Extract the complete data exactly as given.

● **DATA ENTRIES**:
----------

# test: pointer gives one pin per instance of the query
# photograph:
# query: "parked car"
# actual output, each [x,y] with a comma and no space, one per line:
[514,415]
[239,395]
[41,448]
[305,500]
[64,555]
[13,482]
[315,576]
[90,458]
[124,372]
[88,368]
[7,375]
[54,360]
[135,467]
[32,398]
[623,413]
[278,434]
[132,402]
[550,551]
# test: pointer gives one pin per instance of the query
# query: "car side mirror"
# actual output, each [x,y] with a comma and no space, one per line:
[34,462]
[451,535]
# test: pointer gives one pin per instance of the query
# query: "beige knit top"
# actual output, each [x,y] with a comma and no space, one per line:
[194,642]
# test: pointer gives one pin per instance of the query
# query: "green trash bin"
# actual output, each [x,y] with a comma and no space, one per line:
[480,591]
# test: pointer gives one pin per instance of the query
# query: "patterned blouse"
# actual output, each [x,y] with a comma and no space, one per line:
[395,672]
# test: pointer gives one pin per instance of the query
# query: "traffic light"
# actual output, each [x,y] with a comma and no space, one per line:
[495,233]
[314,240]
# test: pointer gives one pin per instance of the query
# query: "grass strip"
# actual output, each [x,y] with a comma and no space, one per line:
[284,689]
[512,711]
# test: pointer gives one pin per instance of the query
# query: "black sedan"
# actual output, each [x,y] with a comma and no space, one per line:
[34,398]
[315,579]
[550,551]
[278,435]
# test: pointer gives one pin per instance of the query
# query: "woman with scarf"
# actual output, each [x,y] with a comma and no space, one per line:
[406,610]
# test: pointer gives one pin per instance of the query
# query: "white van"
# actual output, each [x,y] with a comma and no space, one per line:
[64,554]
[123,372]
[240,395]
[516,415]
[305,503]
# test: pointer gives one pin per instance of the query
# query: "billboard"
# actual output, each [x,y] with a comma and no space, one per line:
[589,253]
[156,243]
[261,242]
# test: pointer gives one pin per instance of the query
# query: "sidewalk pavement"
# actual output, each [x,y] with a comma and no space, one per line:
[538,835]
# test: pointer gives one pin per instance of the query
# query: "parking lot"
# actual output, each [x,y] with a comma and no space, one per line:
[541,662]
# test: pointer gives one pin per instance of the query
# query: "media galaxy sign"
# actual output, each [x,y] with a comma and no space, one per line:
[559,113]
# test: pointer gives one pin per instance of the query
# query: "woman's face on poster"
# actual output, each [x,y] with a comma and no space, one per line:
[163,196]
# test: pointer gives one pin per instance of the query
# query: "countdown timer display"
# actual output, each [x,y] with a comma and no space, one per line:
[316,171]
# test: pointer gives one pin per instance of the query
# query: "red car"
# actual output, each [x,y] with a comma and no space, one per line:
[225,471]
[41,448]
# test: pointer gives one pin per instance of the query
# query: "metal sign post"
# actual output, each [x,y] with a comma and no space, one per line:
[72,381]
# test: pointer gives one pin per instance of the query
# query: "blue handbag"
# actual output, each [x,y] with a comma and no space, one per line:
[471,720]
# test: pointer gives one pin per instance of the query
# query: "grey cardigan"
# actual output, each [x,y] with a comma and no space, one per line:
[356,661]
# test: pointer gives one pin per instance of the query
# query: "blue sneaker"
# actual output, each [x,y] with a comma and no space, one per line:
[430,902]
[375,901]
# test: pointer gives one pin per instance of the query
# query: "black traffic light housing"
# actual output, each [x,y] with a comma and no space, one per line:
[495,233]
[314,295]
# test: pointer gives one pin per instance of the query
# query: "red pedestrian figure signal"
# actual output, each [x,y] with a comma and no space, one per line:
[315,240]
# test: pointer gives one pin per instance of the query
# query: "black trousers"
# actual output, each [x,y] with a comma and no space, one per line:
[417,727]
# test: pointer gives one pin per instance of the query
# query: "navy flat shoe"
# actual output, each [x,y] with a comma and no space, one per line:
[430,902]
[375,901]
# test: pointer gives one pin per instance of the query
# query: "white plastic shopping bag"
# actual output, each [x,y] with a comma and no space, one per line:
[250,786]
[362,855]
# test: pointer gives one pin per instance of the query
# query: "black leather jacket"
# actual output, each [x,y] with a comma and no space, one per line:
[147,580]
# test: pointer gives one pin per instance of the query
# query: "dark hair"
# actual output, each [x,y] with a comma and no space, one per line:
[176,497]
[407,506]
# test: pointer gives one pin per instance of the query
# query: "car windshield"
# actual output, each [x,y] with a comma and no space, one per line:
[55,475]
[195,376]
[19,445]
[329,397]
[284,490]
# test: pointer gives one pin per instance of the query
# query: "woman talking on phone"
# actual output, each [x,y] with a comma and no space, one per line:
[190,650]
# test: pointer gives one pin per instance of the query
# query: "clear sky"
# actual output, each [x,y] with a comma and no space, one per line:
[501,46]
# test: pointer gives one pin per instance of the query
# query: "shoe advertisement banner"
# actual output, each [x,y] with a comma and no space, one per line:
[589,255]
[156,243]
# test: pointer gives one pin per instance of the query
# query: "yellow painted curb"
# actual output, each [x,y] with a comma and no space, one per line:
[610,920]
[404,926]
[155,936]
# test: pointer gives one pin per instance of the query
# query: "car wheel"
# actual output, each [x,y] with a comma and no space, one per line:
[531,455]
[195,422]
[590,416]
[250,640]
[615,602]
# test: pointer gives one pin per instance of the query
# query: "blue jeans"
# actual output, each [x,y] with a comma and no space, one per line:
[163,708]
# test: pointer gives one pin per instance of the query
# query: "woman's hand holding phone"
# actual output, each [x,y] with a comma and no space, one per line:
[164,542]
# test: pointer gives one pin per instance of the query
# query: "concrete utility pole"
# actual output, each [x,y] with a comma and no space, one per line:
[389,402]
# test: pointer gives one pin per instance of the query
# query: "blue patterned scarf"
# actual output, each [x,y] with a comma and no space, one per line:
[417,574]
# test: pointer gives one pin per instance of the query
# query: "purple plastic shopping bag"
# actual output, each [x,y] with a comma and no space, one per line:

----------

● **SOLUTION FOR THIS TASK**:
# test: pointer gives one pin per instance of the query
# photograph:
# query: "parked car"
# actual output, each [x,y] with a comma and no space, one per line:
[514,415]
[239,395]
[41,448]
[305,500]
[64,555]
[13,482]
[315,576]
[90,458]
[124,372]
[88,368]
[7,375]
[54,360]
[135,467]
[32,398]
[623,413]
[278,434]
[132,402]
[550,551]
# test: pointer gives one pin per instance of the query
# query: "car side mirror"
# actual output, each [x,y] with a comma and no space, one per line:
[34,462]
[451,535]
# test: pointer gives one pin per instance of the query
# query: "beige knit top"
# actual output, each [x,y] with a comma and no space, one per line:
[194,642]
# test: pointer gives one pin per instance of the query
# query: "green trash bin"
# actual output, each [x,y] with a comma and no space, one per line:
[480,591]
# test: pointer gives one pin per instance of the query
# query: "patterned blouse"
# actual output, each [x,y] with a comma and no space, one per line:
[395,672]
# test: pointer gives one pin per instance of the query
# query: "traffic light"
# actual output, each [x,y] with a comma and no space, one per line:
[495,233]
[314,240]
# test: pointer gives one pin per instance of the query
# query: "grass strip"
# actual output, each [x,y] with a comma and no space, one per line:
[284,689]
[512,711]
# test: pointer gives one pin per instance of the query
# query: "black sedan"
# actual output, each [x,y] with a comma and no space, one per line:
[34,398]
[315,579]
[550,551]
[278,435]
# test: pointer gives one pin per instance of the query
# query: "woman with scarf"
# actual output, each [x,y] with a comma and no space, one per line:
[406,610]
# test: pointer gives one pin per instance of the query
# query: "white van"
# actual output, each [x,y] with a comma and no space, one per line:
[64,554]
[123,372]
[240,395]
[516,415]
[305,503]
# test: pointer gives one pin per instance of the query
# query: "billboard"
# actual output, each [x,y] with a comma and no space, one per line:
[589,253]
[156,243]
[261,242]
# test: pointer gives one pin per instance of the query
# query: "sidewalk pavement"
# actual output, each [x,y] with a comma and no space, one per line:
[538,835]
# test: pointer gives one pin per instance of the query
# query: "parking lot"
# actual output, each [x,y] with a comma and no space, one per line:
[541,662]
# test: pointer gives one pin per instance of the query
# query: "media galaxy sign"
# actual output, each [x,y] with a comma and no space, one per line:
[559,113]
# test: pointer gives one pin per instance of the query
# query: "woman's face on poster"
# actual output, each [x,y] with a comma and no space, one per line:
[163,196]
# test: pointer gives one pin per instance of the query
# query: "countdown timer display"
# actual output, each [x,y] with a comma and no space, one per line:
[316,171]
# test: pointer gives one pin per instance of the query
# query: "red car"
# actual output, each [x,y] with a comma and no space, one per line:
[225,471]
[41,448]
# test: pointer gives one pin per instance of the query
# query: "metal sign post"
# actual output, each [x,y] with a comma and no space, one per line:
[72,381]
# test: pointer gives one pin per instance of the query
# query: "blue handbag"
# actual output, each [x,y] with a comma and no space, one per line:
[471,720]
# test: pointer gives one pin per instance of the query
# query: "grey cardigan"
# actual output, each [x,y] with a comma and no space, one per line:
[356,661]
# test: pointer gives one pin per instance of the query
# query: "blue sneaker"
# actual output, each [x,y] with a comma and no space, one per line:
[430,902]
[375,901]
# test: pointer gives one pin per instance of the query
# query: "black traffic light housing"
# actual output, each [x,y] with a comma and no space, one per line:
[495,233]
[314,295]
# test: pointer gives one pin per instance of the query
# query: "red pedestrian figure signal"
# actual output, each [x,y] with a comma and no space, one per line:
[315,240]
# test: pointer gives one pin per instance of the query
# query: "black trousers"
# actual output, each [x,y] with a comma and no space, one per line:
[417,727]
# test: pointer gives one pin per instance of the query
# query: "navy flat shoe"
# actual output, each [x,y] with a comma and no space, one per line:
[430,902]
[375,901]
# test: pointer gives one pin per instance of the query
# query: "white plastic shopping bag"
# actual output, each [x,y] with a comma and no space, one per line:
[250,786]
[362,855]
# test: pointer gives one pin per instance of the query
# query: "black leather jacket"
# actual output, each [x,y] with a comma and no space, one per line:
[147,580]
# test: pointer gives one pin per instance of the query
# query: "dark hair"
# actual output, each [x,y] with a comma and no space, one per line:
[176,497]
[407,506]
# test: pointer gives one pin per instance of the query
# query: "car windshield"
# actual output, each [x,y] with a comma and no space, one per line:
[55,475]
[195,376]
[19,445]
[329,397]
[284,490]
# test: pointer gives one pin per instance of the query
# query: "woman talking on phone"
# actual output, each [x,y] with a comma and no space, one per line:
[190,650]
# test: pointer gives one pin per instance of the query
# query: "clear sky"
# actual output, each [x,y] with a comma and no space, one per line:
[501,46]
# test: pointer gives one pin per instance of the query
# query: "shoe advertisement banner"
# actual output, each [x,y] with a comma and no space, one per line:
[589,255]
[156,243]
# test: pointer gives one pin per instance of the query
# query: "yellow painted curb"
# actual output, each [x,y] with a comma and no space, one per line:
[610,920]
[404,926]
[155,936]
# test: pointer gives one pin per instance of the query
# query: "car wheel"
# actual output, each [x,y] with a comma and no space, one per line:
[531,455]
[195,422]
[590,416]
[250,640]
[615,602]
# test: pointer gives one pin per instance of the query
# query: "blue jeans"
# actual output, each [x,y] with a comma and no space, one per line:
[163,708]
# test: pointer gives one pin per instance of the query
# query: "woman's hand holding phone"
# actual output, each [x,y] with a comma and no space, one per line:
[164,542]
# test: pointer gives one pin per instance of the query
# query: "concrete utility pole"
# actual output, each [x,y] with a comma and no space, one per line:
[389,402]
# test: pointer gives one pin per instance of the query
# query: "blue patterned scarf"
# actual output, each [x,y] with a comma and no space, one per line:
[417,574]
# test: pointer gives one pin per instance of the query
# query: "purple plastic shopping bag"
# actual output, each [x,y] with a comma and no space, one per line:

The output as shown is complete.